EXERCISE 1: Sum up the text on Michelson's board compensation and background in two sentences.
EXERCISE 2: Proceed with the text on Michelson's board compensation and background, picking up after its final line.

___ TEXT FOR ANALYSIS ___

Performance Compensation
| Equity Element | Grant Structure | 2024 Detail (Michelson) | Vesting/Triggers |
|---|---|---|---|
| Annual Board RSU grant | $190,000 value; RSUs vest 100% at next annual meeting or 1-year anniversary; directors may defer until Board exit; Change in Control triggers immediate vesting | Grant date Apr 29, 2024; grant date fair value $189,966 | Time-based vesting; immediate vest upon Change in Control |
| RSUs in lieu of cash | See Fixed Compensation notes | 353 RSUs (Board retainer) and 128 RSUs (presiding retainer) | As per director RSU terms |
| Unvested RSUs at 12/31/2024 | Aggregate unvested director RSUs disclosed | 1,091 unvested RSUs | Time-based vesting |
| Deferred RSUs | Vested RSUs deferred until Board exit | 9,387 deferred RSUs | Distributed upon Board exit |
| Clawback | Plan provides for mandatory repayment under clawback policy or applicable law | Applies to equity grants under the plan, including director grants |
Other Directorships & Interlocks
| Company | Role | Overlap with HCA Board | Potential Conflict Consideration |
|---|---|---|---|
| Zimmer Biomet Holdings, Inc. | Director | 2018–2024 (Michelson on HCA Board since 2018) | Medical device supplier exposure; no related-party transactions disclosed with Michelson |
| Biomet, Inc. | Director | Prior to HCA 2018 Board service | Historical role; not current |
- Historical sponsor linkage: HCA’s 2006 LBO involved KKR as a Sponsor; Michelson held senior roles at KKR (independence currently affirmed by the Board).
Expertise & Qualifications
- Audit committee financial expert designation; deep financial and investment expertise, with healthcare focus and leadership across complex capital structures.
- Selected as independent presiding director based on experience overseeing complex operations and proven leadership abilities.

___ LISTED RECORDS ___

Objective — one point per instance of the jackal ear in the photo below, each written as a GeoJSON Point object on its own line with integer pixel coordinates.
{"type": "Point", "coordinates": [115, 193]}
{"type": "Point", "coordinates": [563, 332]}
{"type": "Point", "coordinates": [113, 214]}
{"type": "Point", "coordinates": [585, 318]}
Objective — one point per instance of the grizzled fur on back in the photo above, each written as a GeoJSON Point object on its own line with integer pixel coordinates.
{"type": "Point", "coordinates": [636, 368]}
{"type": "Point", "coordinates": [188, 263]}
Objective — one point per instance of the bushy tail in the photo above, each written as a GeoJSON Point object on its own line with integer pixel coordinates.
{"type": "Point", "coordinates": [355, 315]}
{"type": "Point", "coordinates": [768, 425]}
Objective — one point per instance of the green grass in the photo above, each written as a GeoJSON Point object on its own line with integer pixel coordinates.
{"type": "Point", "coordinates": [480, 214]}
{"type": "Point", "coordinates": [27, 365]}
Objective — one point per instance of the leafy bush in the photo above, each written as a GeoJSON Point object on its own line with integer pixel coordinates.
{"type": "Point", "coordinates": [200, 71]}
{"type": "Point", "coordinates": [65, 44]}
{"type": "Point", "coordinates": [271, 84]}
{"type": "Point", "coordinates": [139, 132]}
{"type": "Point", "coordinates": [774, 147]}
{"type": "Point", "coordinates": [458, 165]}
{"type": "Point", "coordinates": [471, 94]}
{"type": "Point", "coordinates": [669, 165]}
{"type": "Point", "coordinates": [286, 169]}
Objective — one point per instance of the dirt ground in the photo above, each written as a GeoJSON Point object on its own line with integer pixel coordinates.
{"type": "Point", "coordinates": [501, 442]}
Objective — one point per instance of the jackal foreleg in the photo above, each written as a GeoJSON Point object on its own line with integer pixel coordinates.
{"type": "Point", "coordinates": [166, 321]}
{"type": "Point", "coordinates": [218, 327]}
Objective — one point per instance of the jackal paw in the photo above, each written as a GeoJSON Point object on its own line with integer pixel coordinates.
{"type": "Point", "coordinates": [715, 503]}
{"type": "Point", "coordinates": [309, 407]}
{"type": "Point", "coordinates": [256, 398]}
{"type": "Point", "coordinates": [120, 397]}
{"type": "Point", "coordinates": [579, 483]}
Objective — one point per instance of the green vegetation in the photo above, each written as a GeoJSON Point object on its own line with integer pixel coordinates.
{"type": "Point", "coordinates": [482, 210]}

___

TASK RESPONSE 1: Michelson's 2024 director equity included an annual Board RSU grant valued at $190,000 (grant date fair value $189,966), RSUs taken in lieu of cash retainers, 1,091 unvested RSUs at year-end 2024, and 9,387 deferred RSUs to be distributed upon Board exit, with the plan's clawback applying to director grants. Michelson has been on the HCA Board since 2018, served as a director of Zimmer Biomet Holdings and Biomet, held senior roles at KKR, and is designated an audit committee financial expert and was selected as independent presiding director.

TASK RESPONSE 2:
Equity Ownership
| Ownership Element | Amount | Notes |
|---|---|---|
| Beneficial ownership (shares) | 10,478 (less than 1%) | Includes 10,478 RSUs issuable within 60 days |
| Unvested RSUs (12/31/2024) | 1,091 | Time-based vesting |
| Deferred RSUs | 9,387 | Deferred until Board exit |
| Ownership guidelines | 5× annual cash retainer within 5 years; all directors >5 years met guidelines | Michelson >5 years of service at 12/31/2024, implying compliance per proxy statement |
- Pledging/Hedging: No pledging or hedging disclosures tied to Michelson in the proxy’s ownership section.
Related Party Transactions
- The Audit & Compliance Committee reviews related-party transactions under Item 404; the proxy discloses several relationships, none involving Michelson.
Compensation Committee Analysis
- Committee composition includes Michelson as a member; uses independent consultant Semler Brossy (independence assessed; no conflicts noted) to review executive and director pay, peer selection, and trends.
- Committee responsibilities include executive pay strategy, plan design, director compensation, human capital oversight, and succession planning.
Say-on-Pay & Shareholder Feedback
| Item | 2024 Annual Meeting Votes |
|---|---|
| Say-on-Pay (advisory) | For: 217,056,657; Against: 13,495,544; Abstentions: 98,729; Broker Non-Votes: 15,826,248 |
| Auditor ratification | For: 227,413,415; Against: 18,990,342; Abstentions: 73,421 |
- The Board maintains ongoing stockholder outreach programs and facilitates communications with directors through established channels.
Governance Assessment
- Strengths: Independence affirmed; presiding director role enhances oversight; audit financial expert designation; multi-committee engagement including chairing Finance & Investments; strong attendance; equity deferrals and RSUs in lieu of cash indicate alignment with shareholders; clawback provisions apply to director grants under the plan.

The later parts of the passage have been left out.